:: PROVIDED RECORDS ::

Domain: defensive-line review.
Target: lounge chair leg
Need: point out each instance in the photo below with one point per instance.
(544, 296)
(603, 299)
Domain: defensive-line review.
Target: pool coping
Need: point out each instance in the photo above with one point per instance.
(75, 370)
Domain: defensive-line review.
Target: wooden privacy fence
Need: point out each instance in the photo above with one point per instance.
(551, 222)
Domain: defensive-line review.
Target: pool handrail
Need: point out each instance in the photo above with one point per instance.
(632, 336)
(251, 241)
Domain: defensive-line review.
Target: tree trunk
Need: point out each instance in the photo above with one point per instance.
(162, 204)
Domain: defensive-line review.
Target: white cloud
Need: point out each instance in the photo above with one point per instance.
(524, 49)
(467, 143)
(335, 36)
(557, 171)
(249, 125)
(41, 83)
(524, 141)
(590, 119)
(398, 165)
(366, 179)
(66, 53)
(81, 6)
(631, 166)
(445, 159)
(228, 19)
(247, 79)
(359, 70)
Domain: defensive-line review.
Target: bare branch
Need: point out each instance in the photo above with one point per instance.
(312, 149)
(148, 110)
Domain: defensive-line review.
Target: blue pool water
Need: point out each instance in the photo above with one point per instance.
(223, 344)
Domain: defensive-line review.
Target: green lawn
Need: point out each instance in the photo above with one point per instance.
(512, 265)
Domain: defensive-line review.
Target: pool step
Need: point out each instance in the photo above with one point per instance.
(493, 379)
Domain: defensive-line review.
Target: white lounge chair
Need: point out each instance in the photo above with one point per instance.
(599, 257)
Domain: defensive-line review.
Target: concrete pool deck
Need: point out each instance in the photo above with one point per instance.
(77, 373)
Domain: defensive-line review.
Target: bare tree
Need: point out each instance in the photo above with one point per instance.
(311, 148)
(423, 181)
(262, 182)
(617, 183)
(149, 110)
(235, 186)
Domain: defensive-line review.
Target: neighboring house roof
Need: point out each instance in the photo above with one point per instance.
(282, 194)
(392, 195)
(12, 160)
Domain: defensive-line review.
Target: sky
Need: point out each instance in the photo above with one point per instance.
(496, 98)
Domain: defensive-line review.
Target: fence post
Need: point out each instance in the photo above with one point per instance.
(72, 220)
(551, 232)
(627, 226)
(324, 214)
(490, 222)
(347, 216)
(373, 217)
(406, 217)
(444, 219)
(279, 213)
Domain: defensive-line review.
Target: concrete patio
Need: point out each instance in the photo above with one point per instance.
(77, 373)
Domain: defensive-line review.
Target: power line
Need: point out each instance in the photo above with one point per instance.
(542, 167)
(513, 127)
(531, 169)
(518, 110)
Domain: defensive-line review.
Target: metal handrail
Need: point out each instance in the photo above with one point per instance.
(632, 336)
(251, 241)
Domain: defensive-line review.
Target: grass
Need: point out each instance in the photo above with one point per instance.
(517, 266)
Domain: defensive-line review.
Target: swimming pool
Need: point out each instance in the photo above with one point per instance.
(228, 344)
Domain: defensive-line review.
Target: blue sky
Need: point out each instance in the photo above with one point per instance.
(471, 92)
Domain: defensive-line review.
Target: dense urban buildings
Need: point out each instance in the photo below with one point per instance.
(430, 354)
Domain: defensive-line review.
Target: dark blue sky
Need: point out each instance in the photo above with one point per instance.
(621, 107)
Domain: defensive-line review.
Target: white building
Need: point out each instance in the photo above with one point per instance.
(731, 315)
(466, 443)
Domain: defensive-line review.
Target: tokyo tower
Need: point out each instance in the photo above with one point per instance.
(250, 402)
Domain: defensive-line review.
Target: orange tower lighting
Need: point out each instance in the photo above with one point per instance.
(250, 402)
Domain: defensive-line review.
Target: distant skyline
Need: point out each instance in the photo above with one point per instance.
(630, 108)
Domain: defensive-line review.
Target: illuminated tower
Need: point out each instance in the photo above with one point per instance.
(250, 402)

:: WHAT YOU WILL DO ::
Working from the material above, retype it in its entirety without change.

:: ANSWER BOX ::
Domain: defensive-line review.
Target: lounge chair leg
Need: point out each instance in the photo below with one point per instance.
(544, 296)
(603, 299)
Domain: defensive-line review.
Target: pool coping
Need: point out each instance in the photo above with one point per instance.
(75, 370)
Domain: defensive-line review.
Target: wooden privacy fence
Need: point out each instance in the photo above with one point per instance.
(551, 222)
Domain: defensive-line review.
Target: pool handrail
Need: point out each instance in the photo above with one point per instance.
(632, 336)
(251, 241)
Domain: defensive-line review.
Target: tree trunk
Need: point out each instance in the photo above with one point per instance.
(162, 204)
Domain: defensive-line review.
Target: white cloud
Need: point out each instance in the photo above with one point per instance.
(524, 49)
(467, 143)
(335, 36)
(557, 171)
(249, 125)
(41, 83)
(524, 141)
(590, 119)
(398, 165)
(366, 179)
(66, 53)
(81, 6)
(631, 166)
(445, 159)
(228, 19)
(247, 79)
(359, 70)
Domain: defensive-line review.
Target: bare branch
Need: point out each instance in the photo above with one point per instance.
(312, 149)
(148, 110)
Domain: defensive-line review.
Target: blue pool water
Need: point out each instance in the photo above with one point per instance.
(223, 344)
Domain: defensive-line review.
Target: green lawn
Need: point out each instance in the photo above with one point per instance.
(512, 265)
Domain: defensive-line review.
Target: pool step
Need: point out each instance in the photo above with one point per instance.
(493, 379)
Domain: defensive-line review.
Target: white lounge chair
Need: point out each instance in the photo above with one point per instance.
(599, 257)
Domain: defensive-line review.
Target: concrete pool deck
Need: point out each instance in the photo above with one point per instance.
(77, 373)
Domain: defensive-line review.
Target: bare tree
Need: point out each instance in the photo above with one point per instance.
(311, 148)
(423, 181)
(262, 182)
(617, 183)
(149, 110)
(235, 186)
Domain: defensive-line review.
Target: neighboring house roof
Need: point out each instance in the photo above with one point per instance.
(282, 194)
(392, 195)
(12, 160)
Domain: defensive-line review.
Target: sky
Need: point out each instance in the photo above with one point per instance.
(496, 98)
Domain: defensive-line review.
Target: fence post
Need: point out each instance in the photo above with one point per instance.
(72, 220)
(551, 232)
(627, 226)
(324, 214)
(490, 222)
(347, 216)
(373, 217)
(406, 217)
(444, 219)
(279, 213)
Domain: defensive-line review.
Target: concrete patio
Need: point out each instance in the photo above with one point per instance.
(77, 373)
Domain: defensive-line review.
Target: power line
Need: point out each instance in the photo above with one point per instance.
(542, 167)
(513, 127)
(531, 169)
(518, 110)
Domain: defensive-line review.
Target: metal handrail
Need: point out each instance in the photo above with one point per instance.
(632, 336)
(251, 241)
Domain: defensive-line review.
Target: grass
Need: point out each instance in the photo above with one point per instance.
(517, 266)
Domain: defensive-line review.
Target: swimming pool
Need: point out each instance in the photo above with one point per instance.
(228, 344)
Domain: defensive-line review.
Target: blue sky
Need: point out each instance in the photo above with one point per instance.
(471, 92)
Domain: defensive-line review.
Target: dense urban buildings
Need: point out each instance in the photo below with one point per instance.
(430, 354)
Domain: defensive-line review.
Target: dark blue sky
Need: point out each instance in the photo above with one point per instance.
(621, 107)
Domain: defensive-line review.
Target: white building
Need: point out each instance in the photo above with one point per instance.
(731, 315)
(466, 443)
Domain: defensive-line review.
Target: tokyo tower
Need: point out each instance in the photo above with one point per instance.
(250, 402)
Domain: defensive-line review.
Target: orange tower lighting
Need: point out each instance in the photo above with one point per instance.
(250, 402)
Domain: defensive-line review.
Target: distant skyline
Need: point out each instance in the photo above with one point per instance.
(630, 108)
Domain: defensive-line review.
Target: illuminated tower
Need: point out each instance in the photo above with one point per instance.
(250, 402)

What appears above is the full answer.